[Coordinate records with annotations]
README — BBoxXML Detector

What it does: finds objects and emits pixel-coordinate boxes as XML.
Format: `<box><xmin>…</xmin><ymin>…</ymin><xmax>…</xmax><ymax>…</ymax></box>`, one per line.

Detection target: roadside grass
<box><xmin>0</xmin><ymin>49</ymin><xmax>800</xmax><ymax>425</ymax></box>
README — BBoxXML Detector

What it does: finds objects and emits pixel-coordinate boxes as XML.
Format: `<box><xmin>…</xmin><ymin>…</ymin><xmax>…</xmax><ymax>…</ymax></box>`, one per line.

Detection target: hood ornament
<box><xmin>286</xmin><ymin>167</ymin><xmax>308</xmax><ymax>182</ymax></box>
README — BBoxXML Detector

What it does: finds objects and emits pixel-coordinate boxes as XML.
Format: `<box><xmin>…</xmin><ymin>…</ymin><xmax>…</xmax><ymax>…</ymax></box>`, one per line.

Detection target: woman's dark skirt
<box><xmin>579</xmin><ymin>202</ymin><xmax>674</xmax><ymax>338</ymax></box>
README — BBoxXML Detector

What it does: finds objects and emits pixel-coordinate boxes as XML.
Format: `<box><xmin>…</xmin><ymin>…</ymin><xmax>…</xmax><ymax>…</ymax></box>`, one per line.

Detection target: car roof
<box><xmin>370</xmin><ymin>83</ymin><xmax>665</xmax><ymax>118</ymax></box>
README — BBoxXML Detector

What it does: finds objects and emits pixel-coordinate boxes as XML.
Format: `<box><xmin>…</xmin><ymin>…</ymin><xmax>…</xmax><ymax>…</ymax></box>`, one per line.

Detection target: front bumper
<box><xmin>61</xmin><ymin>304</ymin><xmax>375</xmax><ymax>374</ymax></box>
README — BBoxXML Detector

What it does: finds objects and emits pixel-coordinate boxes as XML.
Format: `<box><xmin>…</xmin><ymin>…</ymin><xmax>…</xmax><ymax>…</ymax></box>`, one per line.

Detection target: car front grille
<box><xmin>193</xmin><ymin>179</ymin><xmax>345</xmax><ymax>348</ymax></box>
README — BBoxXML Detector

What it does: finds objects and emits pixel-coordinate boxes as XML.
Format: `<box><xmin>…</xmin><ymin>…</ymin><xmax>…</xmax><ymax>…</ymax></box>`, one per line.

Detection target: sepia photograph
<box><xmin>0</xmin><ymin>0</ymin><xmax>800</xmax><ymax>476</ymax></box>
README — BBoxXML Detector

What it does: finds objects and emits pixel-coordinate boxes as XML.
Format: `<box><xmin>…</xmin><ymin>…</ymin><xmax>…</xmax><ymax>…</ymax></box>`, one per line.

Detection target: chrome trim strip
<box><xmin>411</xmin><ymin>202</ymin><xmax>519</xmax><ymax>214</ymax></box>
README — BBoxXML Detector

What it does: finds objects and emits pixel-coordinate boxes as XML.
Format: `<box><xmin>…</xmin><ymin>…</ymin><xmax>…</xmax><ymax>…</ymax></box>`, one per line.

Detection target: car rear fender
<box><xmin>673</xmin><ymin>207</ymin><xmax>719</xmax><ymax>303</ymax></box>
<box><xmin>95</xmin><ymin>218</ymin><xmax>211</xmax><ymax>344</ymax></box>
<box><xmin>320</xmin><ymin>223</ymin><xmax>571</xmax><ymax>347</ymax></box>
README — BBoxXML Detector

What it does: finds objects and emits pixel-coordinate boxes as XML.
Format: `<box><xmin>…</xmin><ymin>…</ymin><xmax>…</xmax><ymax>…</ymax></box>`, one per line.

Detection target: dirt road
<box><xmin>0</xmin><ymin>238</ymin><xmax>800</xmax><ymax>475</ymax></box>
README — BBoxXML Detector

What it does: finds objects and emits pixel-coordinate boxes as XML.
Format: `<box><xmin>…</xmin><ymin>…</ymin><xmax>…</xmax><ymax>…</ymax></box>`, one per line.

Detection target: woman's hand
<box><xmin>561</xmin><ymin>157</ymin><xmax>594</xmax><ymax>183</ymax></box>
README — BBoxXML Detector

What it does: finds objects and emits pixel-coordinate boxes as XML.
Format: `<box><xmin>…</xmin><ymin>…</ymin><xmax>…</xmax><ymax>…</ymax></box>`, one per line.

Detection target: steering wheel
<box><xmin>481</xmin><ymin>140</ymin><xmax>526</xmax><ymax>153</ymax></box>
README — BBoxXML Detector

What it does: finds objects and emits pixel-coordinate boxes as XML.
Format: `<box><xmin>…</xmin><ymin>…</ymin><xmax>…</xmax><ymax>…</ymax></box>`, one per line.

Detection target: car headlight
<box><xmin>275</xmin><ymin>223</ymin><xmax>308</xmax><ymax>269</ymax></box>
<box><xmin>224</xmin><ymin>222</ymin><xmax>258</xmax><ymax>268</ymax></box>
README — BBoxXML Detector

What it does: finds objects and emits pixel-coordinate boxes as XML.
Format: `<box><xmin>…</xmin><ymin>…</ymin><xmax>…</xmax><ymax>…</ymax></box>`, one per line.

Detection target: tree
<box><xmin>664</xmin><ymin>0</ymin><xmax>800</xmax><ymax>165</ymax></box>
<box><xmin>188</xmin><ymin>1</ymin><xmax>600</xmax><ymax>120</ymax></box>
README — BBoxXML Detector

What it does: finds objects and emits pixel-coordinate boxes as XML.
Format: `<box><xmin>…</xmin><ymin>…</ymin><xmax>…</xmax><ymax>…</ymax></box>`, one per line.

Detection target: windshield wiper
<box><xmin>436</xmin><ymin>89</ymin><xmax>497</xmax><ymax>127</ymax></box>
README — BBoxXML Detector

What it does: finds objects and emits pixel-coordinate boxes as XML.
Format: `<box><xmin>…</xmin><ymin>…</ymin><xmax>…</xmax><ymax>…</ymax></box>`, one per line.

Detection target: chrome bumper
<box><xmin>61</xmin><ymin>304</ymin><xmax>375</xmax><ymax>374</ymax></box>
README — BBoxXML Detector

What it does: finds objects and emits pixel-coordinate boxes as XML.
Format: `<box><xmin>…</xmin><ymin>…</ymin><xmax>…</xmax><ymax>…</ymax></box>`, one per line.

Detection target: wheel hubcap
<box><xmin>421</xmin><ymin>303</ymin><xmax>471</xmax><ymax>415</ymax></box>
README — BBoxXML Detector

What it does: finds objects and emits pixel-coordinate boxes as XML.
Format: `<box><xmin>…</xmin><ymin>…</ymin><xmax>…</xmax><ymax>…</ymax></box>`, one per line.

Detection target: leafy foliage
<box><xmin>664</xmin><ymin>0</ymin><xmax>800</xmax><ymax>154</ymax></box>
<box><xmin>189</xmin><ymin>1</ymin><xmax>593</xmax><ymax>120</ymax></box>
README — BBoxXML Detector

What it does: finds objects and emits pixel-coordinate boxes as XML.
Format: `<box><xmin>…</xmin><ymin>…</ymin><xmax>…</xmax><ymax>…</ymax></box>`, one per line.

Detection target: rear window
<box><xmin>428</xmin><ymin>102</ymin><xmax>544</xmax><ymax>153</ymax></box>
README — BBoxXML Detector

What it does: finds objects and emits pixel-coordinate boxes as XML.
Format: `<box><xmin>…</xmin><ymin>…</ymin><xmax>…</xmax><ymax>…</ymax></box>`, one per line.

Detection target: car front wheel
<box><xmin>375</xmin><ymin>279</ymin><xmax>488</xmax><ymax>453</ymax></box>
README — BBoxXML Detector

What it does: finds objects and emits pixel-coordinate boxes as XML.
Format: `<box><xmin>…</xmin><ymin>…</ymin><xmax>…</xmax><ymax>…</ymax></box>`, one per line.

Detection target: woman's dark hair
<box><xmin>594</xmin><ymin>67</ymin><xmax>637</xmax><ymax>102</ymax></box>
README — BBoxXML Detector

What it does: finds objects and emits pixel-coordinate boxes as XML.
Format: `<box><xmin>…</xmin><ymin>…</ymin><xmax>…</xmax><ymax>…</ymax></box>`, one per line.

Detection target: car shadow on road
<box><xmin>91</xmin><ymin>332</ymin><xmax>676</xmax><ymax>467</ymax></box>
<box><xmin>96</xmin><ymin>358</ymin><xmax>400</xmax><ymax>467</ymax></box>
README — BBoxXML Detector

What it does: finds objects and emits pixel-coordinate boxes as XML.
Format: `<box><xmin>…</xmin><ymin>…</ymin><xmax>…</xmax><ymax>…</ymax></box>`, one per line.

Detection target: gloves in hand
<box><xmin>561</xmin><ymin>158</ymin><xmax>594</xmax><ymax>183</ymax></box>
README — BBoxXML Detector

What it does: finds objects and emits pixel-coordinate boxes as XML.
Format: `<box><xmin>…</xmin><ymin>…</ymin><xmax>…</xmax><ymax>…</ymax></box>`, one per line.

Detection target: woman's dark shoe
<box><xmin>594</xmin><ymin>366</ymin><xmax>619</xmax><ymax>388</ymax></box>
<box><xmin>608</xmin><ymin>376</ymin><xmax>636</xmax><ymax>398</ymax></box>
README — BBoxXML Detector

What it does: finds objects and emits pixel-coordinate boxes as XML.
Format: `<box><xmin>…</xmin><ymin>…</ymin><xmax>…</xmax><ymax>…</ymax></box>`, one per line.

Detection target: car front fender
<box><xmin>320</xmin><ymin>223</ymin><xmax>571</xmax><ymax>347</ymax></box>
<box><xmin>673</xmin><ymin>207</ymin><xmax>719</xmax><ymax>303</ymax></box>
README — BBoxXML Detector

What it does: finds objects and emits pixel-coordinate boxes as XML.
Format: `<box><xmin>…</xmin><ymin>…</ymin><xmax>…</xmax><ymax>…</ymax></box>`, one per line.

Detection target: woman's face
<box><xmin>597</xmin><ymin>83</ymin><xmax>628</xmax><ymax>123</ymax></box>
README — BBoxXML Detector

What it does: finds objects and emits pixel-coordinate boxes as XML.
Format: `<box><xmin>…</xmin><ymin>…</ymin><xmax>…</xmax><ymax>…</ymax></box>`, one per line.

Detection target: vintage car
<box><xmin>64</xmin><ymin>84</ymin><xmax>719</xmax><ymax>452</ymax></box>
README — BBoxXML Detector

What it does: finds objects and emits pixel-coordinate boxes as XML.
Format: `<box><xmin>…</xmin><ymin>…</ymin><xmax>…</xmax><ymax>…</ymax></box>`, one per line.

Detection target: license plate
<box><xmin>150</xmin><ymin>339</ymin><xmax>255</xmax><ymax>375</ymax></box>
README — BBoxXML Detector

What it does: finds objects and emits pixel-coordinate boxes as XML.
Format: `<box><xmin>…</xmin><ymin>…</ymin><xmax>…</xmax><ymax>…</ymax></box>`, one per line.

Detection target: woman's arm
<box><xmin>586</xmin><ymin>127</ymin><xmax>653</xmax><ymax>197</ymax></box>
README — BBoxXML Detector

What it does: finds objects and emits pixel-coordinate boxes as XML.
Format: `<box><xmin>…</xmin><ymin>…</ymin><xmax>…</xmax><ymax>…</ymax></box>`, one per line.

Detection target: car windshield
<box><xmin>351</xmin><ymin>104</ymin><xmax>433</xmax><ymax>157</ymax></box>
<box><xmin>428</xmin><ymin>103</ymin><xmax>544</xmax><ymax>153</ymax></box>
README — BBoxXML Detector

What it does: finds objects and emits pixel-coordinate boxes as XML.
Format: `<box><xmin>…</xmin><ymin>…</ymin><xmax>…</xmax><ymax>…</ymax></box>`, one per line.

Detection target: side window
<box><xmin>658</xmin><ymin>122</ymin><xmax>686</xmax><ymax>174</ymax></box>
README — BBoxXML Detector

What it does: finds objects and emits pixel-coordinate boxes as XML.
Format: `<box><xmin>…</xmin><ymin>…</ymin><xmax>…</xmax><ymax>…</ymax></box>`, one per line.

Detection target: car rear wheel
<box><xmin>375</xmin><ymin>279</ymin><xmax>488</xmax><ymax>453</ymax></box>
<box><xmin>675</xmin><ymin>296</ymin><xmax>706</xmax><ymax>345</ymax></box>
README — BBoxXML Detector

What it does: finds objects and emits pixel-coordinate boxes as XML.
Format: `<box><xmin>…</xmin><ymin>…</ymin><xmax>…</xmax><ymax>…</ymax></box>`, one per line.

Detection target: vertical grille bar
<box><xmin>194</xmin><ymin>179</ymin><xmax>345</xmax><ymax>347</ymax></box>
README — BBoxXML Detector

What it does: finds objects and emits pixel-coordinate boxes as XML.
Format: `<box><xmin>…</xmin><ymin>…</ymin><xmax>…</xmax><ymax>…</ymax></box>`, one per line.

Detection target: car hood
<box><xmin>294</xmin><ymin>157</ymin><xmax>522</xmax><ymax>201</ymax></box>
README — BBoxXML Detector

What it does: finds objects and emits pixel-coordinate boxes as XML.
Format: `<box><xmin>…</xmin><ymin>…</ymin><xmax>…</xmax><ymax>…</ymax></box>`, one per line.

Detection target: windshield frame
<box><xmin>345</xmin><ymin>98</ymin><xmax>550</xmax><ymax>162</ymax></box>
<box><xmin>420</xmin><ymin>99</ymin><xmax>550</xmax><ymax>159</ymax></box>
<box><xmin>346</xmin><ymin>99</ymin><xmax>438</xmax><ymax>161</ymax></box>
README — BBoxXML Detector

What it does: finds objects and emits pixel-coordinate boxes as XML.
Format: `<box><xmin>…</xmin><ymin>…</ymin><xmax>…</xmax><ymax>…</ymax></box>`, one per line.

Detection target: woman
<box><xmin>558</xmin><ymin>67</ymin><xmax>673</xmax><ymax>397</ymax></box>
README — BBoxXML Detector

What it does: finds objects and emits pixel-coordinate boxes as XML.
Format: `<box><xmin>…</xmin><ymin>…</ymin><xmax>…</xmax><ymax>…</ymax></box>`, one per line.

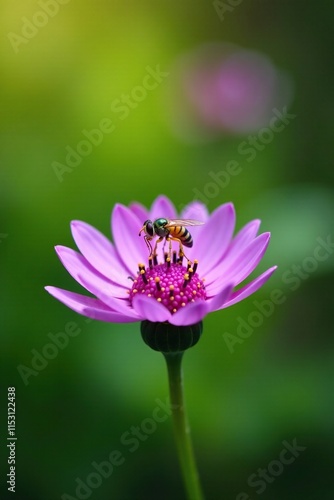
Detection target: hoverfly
<box><xmin>139</xmin><ymin>217</ymin><xmax>204</xmax><ymax>260</ymax></box>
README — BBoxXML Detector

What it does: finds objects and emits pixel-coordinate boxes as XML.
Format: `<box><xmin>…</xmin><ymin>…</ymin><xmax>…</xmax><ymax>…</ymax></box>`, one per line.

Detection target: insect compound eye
<box><xmin>144</xmin><ymin>219</ymin><xmax>154</xmax><ymax>236</ymax></box>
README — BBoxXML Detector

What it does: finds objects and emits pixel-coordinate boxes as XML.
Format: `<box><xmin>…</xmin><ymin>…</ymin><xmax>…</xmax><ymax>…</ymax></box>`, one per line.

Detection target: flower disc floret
<box><xmin>129</xmin><ymin>263</ymin><xmax>206</xmax><ymax>313</ymax></box>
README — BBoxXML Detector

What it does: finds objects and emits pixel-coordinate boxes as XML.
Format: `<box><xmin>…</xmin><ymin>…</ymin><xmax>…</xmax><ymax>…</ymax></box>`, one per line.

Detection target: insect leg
<box><xmin>153</xmin><ymin>236</ymin><xmax>164</xmax><ymax>264</ymax></box>
<box><xmin>144</xmin><ymin>236</ymin><xmax>153</xmax><ymax>257</ymax></box>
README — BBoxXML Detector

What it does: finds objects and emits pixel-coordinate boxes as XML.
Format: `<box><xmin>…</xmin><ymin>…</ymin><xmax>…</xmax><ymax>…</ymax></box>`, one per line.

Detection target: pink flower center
<box><xmin>129</xmin><ymin>261</ymin><xmax>206</xmax><ymax>313</ymax></box>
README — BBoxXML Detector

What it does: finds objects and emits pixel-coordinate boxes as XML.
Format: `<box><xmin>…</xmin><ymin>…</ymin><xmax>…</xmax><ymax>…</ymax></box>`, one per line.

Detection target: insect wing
<box><xmin>165</xmin><ymin>219</ymin><xmax>204</xmax><ymax>228</ymax></box>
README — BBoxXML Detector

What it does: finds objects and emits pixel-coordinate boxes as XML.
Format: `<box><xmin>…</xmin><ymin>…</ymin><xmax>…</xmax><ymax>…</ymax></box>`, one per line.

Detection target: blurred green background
<box><xmin>0</xmin><ymin>0</ymin><xmax>334</xmax><ymax>500</ymax></box>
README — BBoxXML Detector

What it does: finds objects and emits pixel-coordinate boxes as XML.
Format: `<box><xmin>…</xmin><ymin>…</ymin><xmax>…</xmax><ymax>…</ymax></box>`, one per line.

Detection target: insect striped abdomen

STATED GOAL:
Count the lines of the material that contain the string "bumper", treating uppercase and lowercase as different. Reply with the number alone.

EXERCISE RESPONSE:
2